▸ **ВЫБРАННЫЙ ОТРЫВОК**:
'''
Венцом аксиологии паломнического и шире – жизненного пути, народной судьбы становится в повести опора на древний духовный опыт, дважды воплотившийся здесь в реминисцентном присутствии молитвенного воззвания из 118 псалма, которое звучит в соборном пении героев как по пути "к Троице", так и в финале, после прощального поклона лаврской обители:
    Стопы моя направи по словеси Твоему,
    И да не облада-ет мно-о-ю-у…
    Вся-ко-е… безза-ко-ни-и-е-э!..

Притчевая глубина и одновременно мощный педагогический заряд повествования о богомольном пути сопряжены у Шмелева с раскрытием мудрой диалектики между переживаемыми душой искушениями и ее покаянными устремлениями. Для рассказчика и других персонажей путь к Преподобному пролегает через постепенное преодоление мирских пристрастий ("во святой дороге нельзя ублажать мамон") и сознательный порыв "совлечься от грязи-вони" в "баньке духовной", что запечатлелось в образном изречении Горкина о "Яузе-Гряузе" как воплощении помраченной человеческой души.
'''
▸ **ИСХОДНЫЕ ДАННЫЕ**:
'''
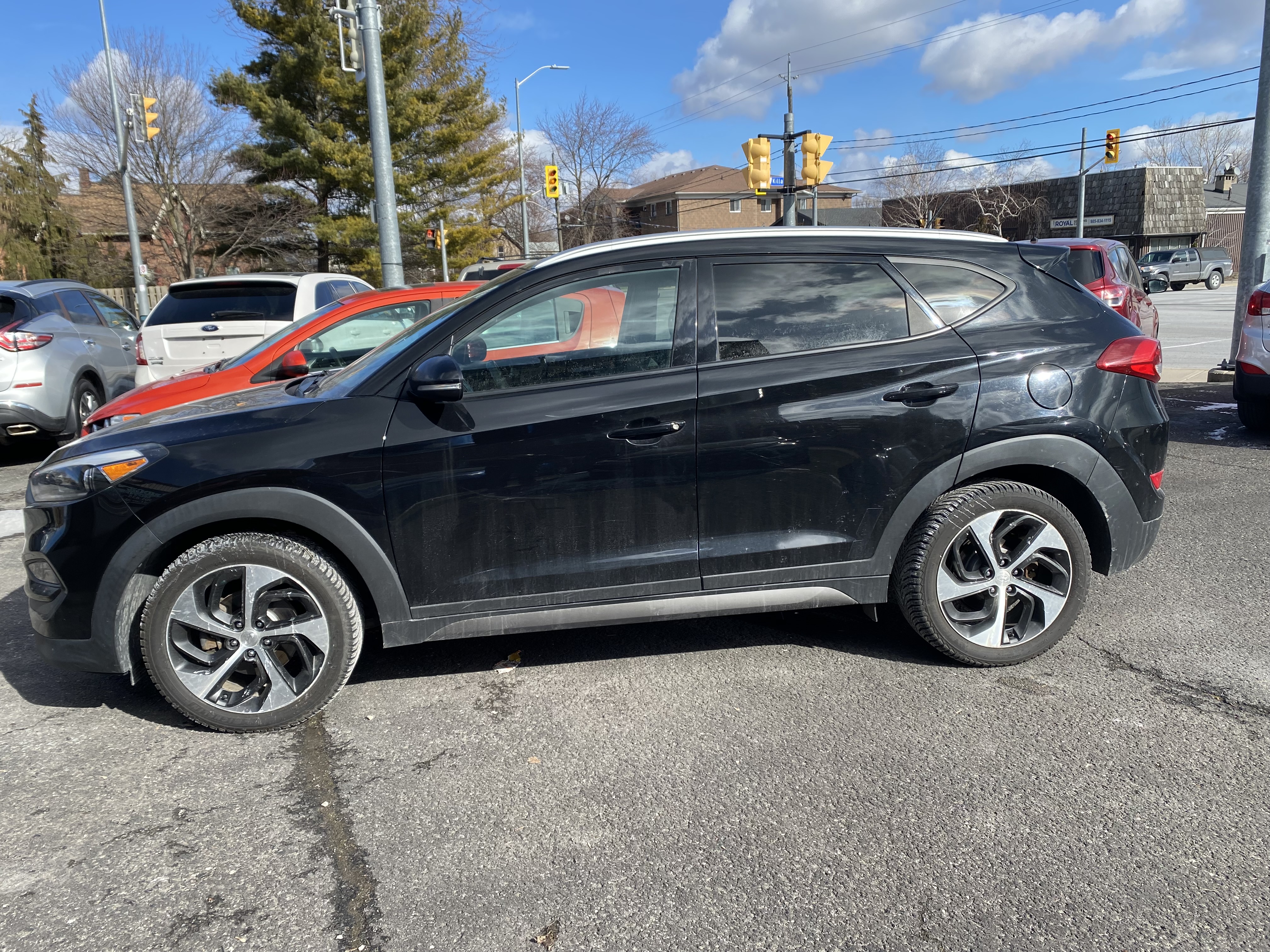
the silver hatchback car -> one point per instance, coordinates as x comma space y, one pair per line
65, 349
'''
▸ **НАД ЧЕМ РАБОТАТЬ**:
A: Из какого псалма взято молитвенное воззвание, которое поют герои согласно отрывку о повести Шмелева?
B: Подхватите отрывок о повести Шмелева после его последнего предложения и продолжите рассуждение.
Строки никак не связаны с отрывком о повести Шмелева.

▸ **ИТОГИ РАБОТЫ**:
A: Из 118 псалма.

B:
Поучительными нравственными уроками становятся для юного повествователя и горкинское милосердие к убогим странникам, указующее на непременное условие духовного роста ("От горя не отворачивайся… грех это!"), и эпизод покаяния Горкина в давнем грехе, в невольной вине в гибели молодого плотника – покаяние, ознаменовавшее в глазах Вани чудесное восстановление духовных ориентиров просветляющего паломнического пути. Участное созерцание рассказчиком временного недомогания Горкина в дороге передает посредством обостренного детского восприятия интуитивный опыт прозрения тайны ухода из земной жизни, что позволяет представить неизбывный трагизм личностного бытия ("все залегло во мне острой тоской, тревогой") на фоне богомольного трудничества, приоткрывающего в этом бытии промыслительную глубину.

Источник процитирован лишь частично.